* **Selected extract**
Start

Isenberg v. Ortona Park Recreational Center, Inc.

160 So. 2d 132 | Fla. Dist. Ct. App. | 1964

160 So. 2d 132 (1964)

Lillian M. ISENBERG, a minor, by Llewellyn K. Isenberg, her father and next friend, and Llewellyn K. Isenberg, individually, Appellants,
v.
ORTONA PARK RECREATIONAL CENTER, INC., a corporation, Appellee.

No. E-37.

District Court of Appeal of Florida. First District.

January 23, 1964.
Rehearing Denied February 18, 1964.

*133 Parkinson, Sessions & Barry, Daytona Beach, for appellants.

Alfred A. Green, Jr., Daytona Beach, for appellee.

TAYLOR, Associate Judge.

This is an appeal by plaintiffs, a minor child and her father, from a judgment based on a verdict in favor of the defendant in an action for personal injuries sustained by the minor under the following circumstances:

Plaintiff, Lillian M. Isenberg, a minor sixteen years of age, was a business invitee on the premises of the defendant, Ortona Park Recreational Center, Inc., where she went to play tennis, as she had done on several previous occasions. She reached the tennis court by passing through a pro shop which fronts on the tennis court with a series of glass panels and sliding glass doors. The door by which she passed from the pro shop to the tennis court was open as she usually found it.

After playing tennis, and just about sundown, she ran from the tennis court intending to enter the pro shop through the same doorway. But in the meantime the sliding glass door had been closed, and, not observing this, she ran into the door which shattered inflicting upon her rather grievous injuries.

The evidence shows that the door was of plate glass, that it had a narrow aluminum band around it, a pull bar on one side, and (the evidence on this is conflicting) a decal about seven by five inches showing a fish in a colored background.

The evidence also discloses that the interior of the pro shop was lighted as compared with the fading light outside, that the doorway usually remained open when the weather was suitable for tennis and that Miss Isenberg had frequently used the doorway and had never seen the door slid across this opening between the tennis court and the pro shop.

*134 The case was tried in due course, and the trial judge denied a motion on behalf of the defendant for a directed verdict. The jury rendered the following verdict: "We, the jury, find the defendant and the plaintiff guilty of negligence. So say we all." When the verdict was read the judge asked "Any objection to the form of the verdict?" The record shows that there followed an unreported side-bench discussion between the court and counsel for both parties. No objection was made to the form of the verdict, and it was received and a judgment entered in favor of the defendant.

On this appeal, plaintiffs present two questions — (1) the alleged insufficiency of the verdict to support a judgment for defendant and (2) alleged error in giving the jury the following charge:

"I charge you that every person owes himself the duty to see what is plainly to be seen by the ordinary use of his senses, and the law charges a person with having seen what he could have seen, had he looked."

The first question presents no difficulty. The plaintiffs had every opportunity to request the court to require a more specific verdict or to object to the form of the verdict. They did neither. Under these circumstances they should not be heard to complain of the entry of judgment upon the verdict.

Before discussing the second question we should dispose of a cross-assignment of error by the defendant that the court erred in refusing to direct verdict for the defendant based on two theories — (1) that the evidence shows no negligence of the defendant proximately causing the accident and (2) that the evidence clearly discloses contributory negligence on the part of Lillian M. Isenberg. If a verdict should have been directed for the defendant, errors in the charge would not justify a new trial of the case.

End

[Stored items from a collection]

Start

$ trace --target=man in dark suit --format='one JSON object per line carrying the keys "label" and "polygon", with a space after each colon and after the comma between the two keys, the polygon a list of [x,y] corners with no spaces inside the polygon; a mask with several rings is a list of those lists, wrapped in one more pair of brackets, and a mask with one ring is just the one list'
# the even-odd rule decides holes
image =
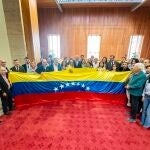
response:
{"label": "man in dark suit", "polygon": [[106,64],[106,69],[109,71],[113,70],[113,65],[115,65],[117,67],[117,69],[119,68],[119,63],[117,61],[115,61],[115,56],[110,55],[110,59]]}
{"label": "man in dark suit", "polygon": [[122,67],[120,67],[118,71],[130,71],[128,68],[128,62],[123,62]]}
{"label": "man in dark suit", "polygon": [[24,68],[19,65],[18,59],[14,60],[14,66],[10,70],[14,72],[25,72]]}
{"label": "man in dark suit", "polygon": [[5,60],[1,60],[1,67],[6,68],[6,71],[7,71],[6,76],[8,78],[9,69],[6,66],[6,61]]}
{"label": "man in dark suit", "polygon": [[80,61],[78,56],[75,57],[74,68],[82,68],[82,62]]}
{"label": "man in dark suit", "polygon": [[50,70],[49,64],[47,63],[47,60],[43,59],[42,65],[38,66],[35,71],[39,74],[42,72],[50,72],[51,70]]}
{"label": "man in dark suit", "polygon": [[[6,68],[0,67],[0,97],[2,101],[2,108],[5,115],[12,110],[12,93],[11,85],[6,77]],[[9,108],[9,109],[8,109]]]}
{"label": "man in dark suit", "polygon": [[30,66],[30,59],[28,57],[25,58],[25,64],[22,65],[25,72],[29,72],[31,66]]}
{"label": "man in dark suit", "polygon": [[62,70],[61,64],[58,62],[57,58],[54,59],[53,64],[49,65],[49,69],[50,69],[50,71],[61,71]]}

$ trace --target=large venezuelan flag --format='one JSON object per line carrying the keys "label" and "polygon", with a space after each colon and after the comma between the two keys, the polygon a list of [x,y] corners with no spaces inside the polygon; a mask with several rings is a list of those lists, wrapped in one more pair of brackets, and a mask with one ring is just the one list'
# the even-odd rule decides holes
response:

End

* **Work to complete**
A. Based on the court opinion, decide whether each statement agrees with it: (i) Lillian M. Isenberg was sixteen years old; (ii) the door she used to go from the pro shop to the tennis court was closed when she first passed through it; (iii) counsel objected to the form of the verdict. Answer yes or no for each, quoting the deciding words.
B. In the court opinion, reproduce the stretch from "District Court of" through "TAYLOR, Associate Judge.", substituting "Orlando" for "Daytona Beach" throughout.
C. Condense the paragraph of the court opinion beginning "The evidence also discloses" into a shorter version that keeps its main facts.

* **Final results**
A.
(i) Yes: "a minor sixteen years of age"
(ii) No: "The door by which she passed from the pro shop to the tennis court was open as she usually found it."
(iii) No: "No objection was made to the form of the verdict"

B.
District Court of Appeal of Florida. First District.

January 23, 1964.
Rehearing Denied February 18, 1964.

*133 Parkinson, Sessions & Barry, Orlando, for appellants.

Alfred A. Green, Jr., Orlando, for appellee.

TAYLOR, Associate Judge.

C. The evidence showed that the pro shop was lit while the light outside was fading. The doorway usually stayed open when the weather suited tennis. Miss Isenberg had often used it and had never seen the door slid closed across it.